Photo-based point labeling data:
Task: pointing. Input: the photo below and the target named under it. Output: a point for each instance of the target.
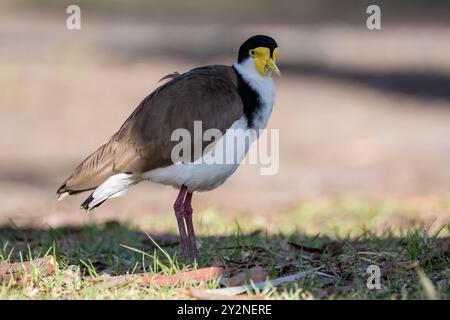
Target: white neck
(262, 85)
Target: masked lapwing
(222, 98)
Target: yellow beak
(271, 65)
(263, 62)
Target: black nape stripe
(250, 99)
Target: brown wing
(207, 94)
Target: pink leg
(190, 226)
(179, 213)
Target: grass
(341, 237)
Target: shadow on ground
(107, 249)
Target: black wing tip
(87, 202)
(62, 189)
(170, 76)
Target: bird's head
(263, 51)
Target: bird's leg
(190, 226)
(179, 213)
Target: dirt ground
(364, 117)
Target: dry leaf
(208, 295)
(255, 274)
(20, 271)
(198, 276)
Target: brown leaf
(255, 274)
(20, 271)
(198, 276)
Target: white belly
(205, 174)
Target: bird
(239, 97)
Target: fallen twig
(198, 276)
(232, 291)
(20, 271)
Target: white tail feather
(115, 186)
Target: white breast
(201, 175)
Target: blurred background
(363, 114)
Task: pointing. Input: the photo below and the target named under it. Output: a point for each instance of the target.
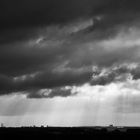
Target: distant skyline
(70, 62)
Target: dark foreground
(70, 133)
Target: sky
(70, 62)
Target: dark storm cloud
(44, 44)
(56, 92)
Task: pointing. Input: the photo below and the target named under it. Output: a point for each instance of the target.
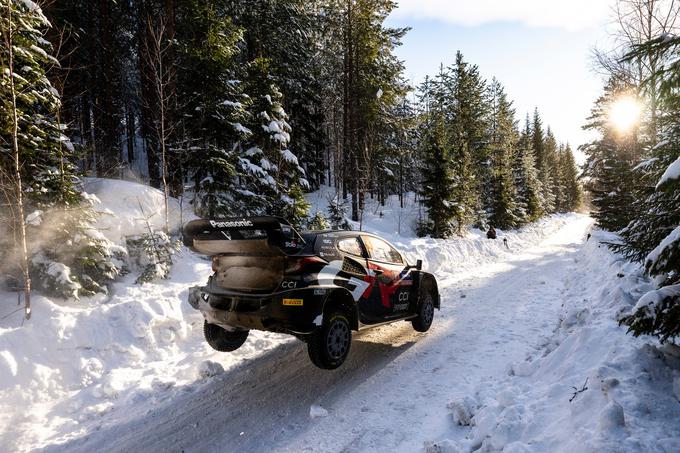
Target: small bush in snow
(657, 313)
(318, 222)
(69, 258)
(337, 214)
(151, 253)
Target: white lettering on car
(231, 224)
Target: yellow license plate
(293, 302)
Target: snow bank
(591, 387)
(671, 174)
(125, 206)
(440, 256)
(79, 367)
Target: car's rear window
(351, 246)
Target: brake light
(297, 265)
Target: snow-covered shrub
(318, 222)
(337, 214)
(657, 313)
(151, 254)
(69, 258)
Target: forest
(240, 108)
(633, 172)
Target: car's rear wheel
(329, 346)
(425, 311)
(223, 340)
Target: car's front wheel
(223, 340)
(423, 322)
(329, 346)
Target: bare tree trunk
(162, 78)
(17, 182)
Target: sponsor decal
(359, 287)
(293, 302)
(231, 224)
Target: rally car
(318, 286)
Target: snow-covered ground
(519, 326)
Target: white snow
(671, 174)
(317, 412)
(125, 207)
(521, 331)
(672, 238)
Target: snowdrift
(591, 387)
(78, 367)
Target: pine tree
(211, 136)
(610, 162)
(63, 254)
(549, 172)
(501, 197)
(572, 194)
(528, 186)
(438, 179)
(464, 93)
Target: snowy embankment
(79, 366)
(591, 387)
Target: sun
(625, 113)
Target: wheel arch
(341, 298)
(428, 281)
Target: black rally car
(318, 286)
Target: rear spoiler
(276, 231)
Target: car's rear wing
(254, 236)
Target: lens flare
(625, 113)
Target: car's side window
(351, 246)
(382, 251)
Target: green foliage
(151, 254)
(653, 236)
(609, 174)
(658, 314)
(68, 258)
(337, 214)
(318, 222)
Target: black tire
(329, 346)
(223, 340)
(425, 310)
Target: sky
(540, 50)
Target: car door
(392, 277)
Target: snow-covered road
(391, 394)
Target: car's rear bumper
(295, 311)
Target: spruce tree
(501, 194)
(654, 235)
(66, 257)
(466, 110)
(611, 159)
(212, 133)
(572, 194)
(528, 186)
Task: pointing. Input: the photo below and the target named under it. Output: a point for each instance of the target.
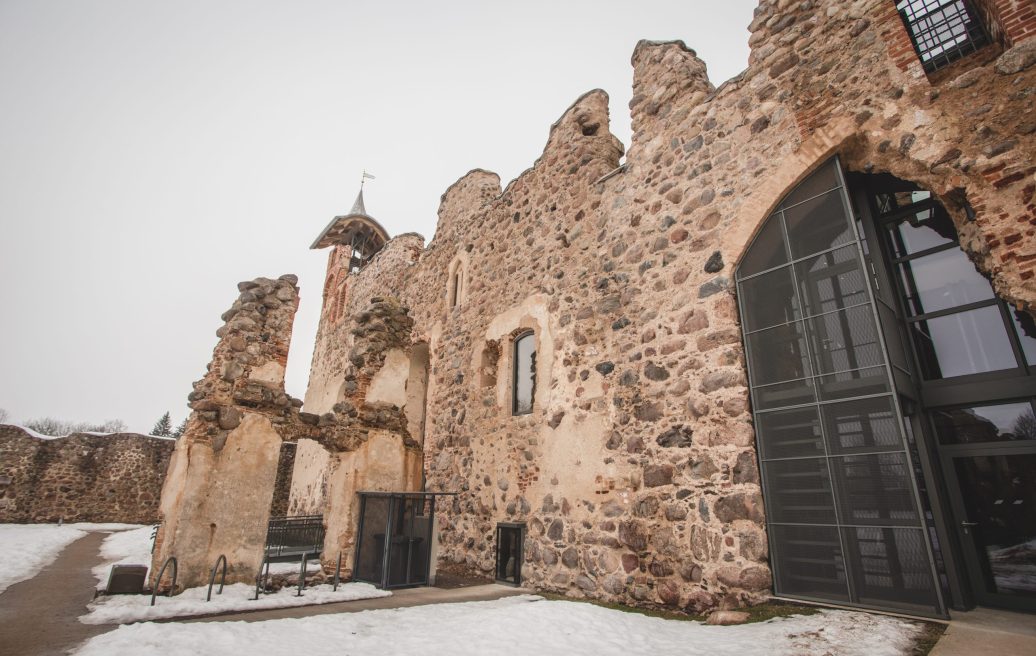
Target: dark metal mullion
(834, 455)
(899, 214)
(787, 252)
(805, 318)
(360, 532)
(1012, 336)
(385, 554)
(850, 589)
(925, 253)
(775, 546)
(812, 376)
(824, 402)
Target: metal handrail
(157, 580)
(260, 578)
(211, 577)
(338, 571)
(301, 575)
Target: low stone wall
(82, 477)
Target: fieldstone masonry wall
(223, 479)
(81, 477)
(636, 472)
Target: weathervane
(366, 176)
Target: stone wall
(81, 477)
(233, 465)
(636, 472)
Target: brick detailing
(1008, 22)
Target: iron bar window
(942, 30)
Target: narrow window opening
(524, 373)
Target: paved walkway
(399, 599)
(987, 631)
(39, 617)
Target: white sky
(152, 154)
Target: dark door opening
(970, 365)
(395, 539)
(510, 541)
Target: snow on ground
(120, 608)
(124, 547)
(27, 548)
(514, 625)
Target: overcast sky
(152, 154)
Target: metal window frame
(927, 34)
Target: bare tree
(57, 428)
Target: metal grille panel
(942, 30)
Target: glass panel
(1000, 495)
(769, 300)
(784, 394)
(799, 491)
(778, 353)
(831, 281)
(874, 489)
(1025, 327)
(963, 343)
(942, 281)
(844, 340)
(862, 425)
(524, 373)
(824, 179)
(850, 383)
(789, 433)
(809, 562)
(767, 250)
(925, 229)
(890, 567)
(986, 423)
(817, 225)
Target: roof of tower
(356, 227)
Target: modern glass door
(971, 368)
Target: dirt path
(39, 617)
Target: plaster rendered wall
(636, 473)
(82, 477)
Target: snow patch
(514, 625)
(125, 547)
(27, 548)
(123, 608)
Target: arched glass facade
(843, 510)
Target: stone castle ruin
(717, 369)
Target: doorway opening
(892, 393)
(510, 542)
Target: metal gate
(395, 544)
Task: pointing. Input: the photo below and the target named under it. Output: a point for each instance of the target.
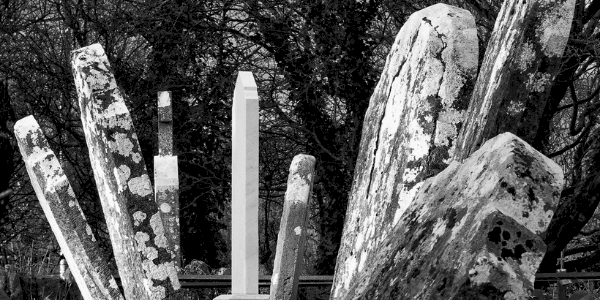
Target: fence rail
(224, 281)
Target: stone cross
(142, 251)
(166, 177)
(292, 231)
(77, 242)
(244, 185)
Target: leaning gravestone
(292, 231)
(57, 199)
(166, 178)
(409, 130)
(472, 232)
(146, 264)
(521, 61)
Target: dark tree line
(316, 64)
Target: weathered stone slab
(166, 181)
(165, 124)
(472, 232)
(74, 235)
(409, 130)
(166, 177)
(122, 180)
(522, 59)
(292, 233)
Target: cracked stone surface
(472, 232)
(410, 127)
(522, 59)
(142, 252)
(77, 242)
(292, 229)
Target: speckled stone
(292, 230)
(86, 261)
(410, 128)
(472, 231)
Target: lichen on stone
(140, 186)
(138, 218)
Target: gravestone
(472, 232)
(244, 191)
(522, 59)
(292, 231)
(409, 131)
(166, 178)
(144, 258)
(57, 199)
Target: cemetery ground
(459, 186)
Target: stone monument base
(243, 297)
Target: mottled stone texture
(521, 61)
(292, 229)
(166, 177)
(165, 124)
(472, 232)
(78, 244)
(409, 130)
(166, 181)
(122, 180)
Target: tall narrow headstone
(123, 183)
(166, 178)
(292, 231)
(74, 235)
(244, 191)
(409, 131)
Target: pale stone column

TASK OBJECTIVE - Working from the lines above, reproduce the material exactly and exclude its pictures.

REPLY TO THE TASK -
Task: pointing. Input: the photo below and the target named under it. Output: a point for each instance of the target.
Target: white neck
(262, 85)
Target: masked lapwing
(222, 98)
Target: yellow beak
(271, 65)
(263, 62)
Target: black nape stripe
(250, 99)
Target: brown wing
(207, 94)
Target: pink leg
(190, 226)
(179, 213)
Target: grass
(341, 237)
Target: shadow on ground
(107, 249)
Target: black wing tip
(87, 202)
(62, 189)
(170, 76)
Target: bird's head
(263, 51)
Target: bird's leg
(190, 226)
(179, 213)
Target: dirt ground
(364, 117)
Target: dry leaf
(208, 295)
(255, 274)
(20, 271)
(198, 276)
Target: brown leaf
(255, 274)
(20, 271)
(198, 276)
Target: white belly
(205, 174)
Target: bird
(239, 97)
Target: fallen twig
(198, 276)
(232, 291)
(20, 271)
Target: white tail feather
(115, 186)
Target: white breast
(201, 175)
Target: blurred background
(363, 114)
Task: pointing. Input: the photo below and the target named under it. Output: a point for each instance of the target.
Target: distant skyline
(70, 62)
Target: dark foreground
(70, 133)
Target: sky
(70, 62)
Target: dark storm cloud
(44, 44)
(56, 92)
Task: pointing. Input: the photo below and the target named under it. Output: a point for each instance of the target.
Target: small bush in snow
(657, 313)
(318, 222)
(69, 258)
(337, 214)
(151, 253)
Target: white lettering on car
(231, 224)
Target: yellow license plate
(293, 302)
Target: snow bank
(591, 387)
(671, 174)
(125, 206)
(440, 256)
(79, 367)
Target: car's rear window
(351, 246)
Target: brake light
(297, 265)
Target: snow-covered shrub
(318, 222)
(337, 214)
(657, 313)
(151, 254)
(69, 258)
Target: forest
(240, 108)
(633, 172)
Target: car's rear wheel
(329, 346)
(425, 311)
(223, 340)
Target: car's front wheel
(223, 340)
(423, 322)
(329, 346)
Target: bare tree trunk
(162, 78)
(17, 182)
Target: sponsor decal
(359, 287)
(293, 302)
(231, 224)
Target: rally car
(318, 286)
Target: snow-covered ground
(519, 326)
Target: white snow
(671, 174)
(317, 412)
(125, 207)
(521, 331)
(672, 238)
Target: snowdrift
(591, 387)
(78, 367)
Target: pine tree
(211, 136)
(610, 162)
(63, 254)
(549, 172)
(501, 197)
(572, 194)
(528, 186)
(438, 179)
(464, 93)
Target: snowy embankment
(79, 366)
(591, 387)
Target: sun
(625, 113)
Target: wheel arch
(341, 298)
(428, 281)
Target: black rally car
(318, 286)
Target: rear spoiler
(276, 231)
Target: car's rear wing
(254, 236)
Target: lens flare
(625, 113)
Target: car's side window
(351, 246)
(382, 251)
Target: green foliage
(151, 254)
(653, 236)
(609, 174)
(658, 314)
(68, 258)
(337, 214)
(318, 222)
Target: black tire
(329, 346)
(223, 340)
(425, 310)
Target: sky
(540, 50)
Target: car door
(392, 277)
Target: snow-covered road
(391, 394)
Target: car's rear bumper
(295, 311)
Target: spruce tree
(501, 194)
(654, 235)
(66, 257)
(466, 110)
(611, 159)
(212, 133)
(572, 194)
(528, 186)
Task: pointing. Input: the photo below and the target named under it. Output: a point for each instance of the target.
Target: dark metal mullion
(834, 455)
(899, 214)
(787, 252)
(805, 318)
(360, 532)
(1012, 336)
(385, 554)
(850, 589)
(925, 253)
(775, 546)
(812, 376)
(824, 402)
Target: metal handrail
(157, 580)
(260, 578)
(211, 577)
(338, 571)
(301, 575)
Target: low stone wall
(82, 477)
Target: fieldstone masonry wall
(223, 479)
(81, 477)
(636, 472)
Target: weathervane
(366, 176)
Target: stone wall
(81, 477)
(233, 465)
(636, 472)
Target: brick detailing
(1008, 22)
Target: iron bar window
(942, 30)
Target: narrow window opening
(524, 373)
Target: paved walkway
(399, 599)
(987, 631)
(39, 617)
Target: white sky
(152, 154)
Target: dark door opening
(970, 365)
(395, 539)
(510, 541)
Target: snow on ground
(120, 608)
(124, 547)
(27, 548)
(514, 625)
Target: overcast sky
(152, 154)
Target: metal window frame
(927, 34)
Target: bare tree
(57, 428)
Target: metal grille panel
(942, 30)
Target: glass panel
(1000, 495)
(769, 300)
(784, 394)
(799, 491)
(778, 353)
(831, 281)
(874, 489)
(1025, 327)
(963, 343)
(942, 281)
(844, 340)
(862, 425)
(524, 373)
(824, 179)
(850, 383)
(789, 433)
(809, 562)
(767, 250)
(925, 229)
(890, 567)
(986, 423)
(817, 225)
Target: roof of tower
(356, 227)
Target: modern glass door
(971, 368)
Target: dirt path
(39, 617)
Target: plaster rendered wall
(636, 473)
(82, 477)
Target: snow patch
(514, 625)
(125, 547)
(27, 548)
(123, 608)
Target: arched glass facade
(843, 510)
Target: stone castle ruin
(717, 369)
Target: doorway opening
(892, 393)
(510, 542)
Target: metal gate
(395, 544)
Task: pointing. Input: the photo below and the target named under it. Output: a point for each instance of the target.
Target: fence rail
(224, 281)
Target: stone cross
(142, 251)
(166, 177)
(292, 231)
(77, 242)
(244, 185)
Target: leaning gravestone
(292, 231)
(57, 199)
(166, 178)
(409, 130)
(472, 232)
(146, 264)
(521, 61)
Target: dark tree line
(316, 64)
Target: weathered stone slab
(166, 181)
(165, 124)
(472, 232)
(74, 235)
(409, 130)
(166, 177)
(122, 180)
(522, 59)
(292, 233)
Target: cracked stone surface
(472, 232)
(410, 127)
(522, 59)
(142, 252)
(77, 242)
(292, 229)
Target: speckled stone
(292, 230)
(86, 261)
(410, 128)
(472, 231)
Target: lichen on stone
(140, 186)
(138, 218)
Target: gravestone
(472, 232)
(244, 191)
(522, 59)
(292, 231)
(409, 131)
(166, 178)
(144, 258)
(57, 199)
Target: cemetery ground
(459, 186)
Target: stone monument base
(243, 297)
Target: mottled stone texture
(521, 61)
(292, 229)
(166, 177)
(165, 124)
(472, 232)
(78, 244)
(409, 130)
(166, 181)
(122, 180)
Target: tall narrow headstone
(123, 183)
(166, 178)
(292, 231)
(74, 235)
(244, 191)
(409, 131)
Target: pale stone column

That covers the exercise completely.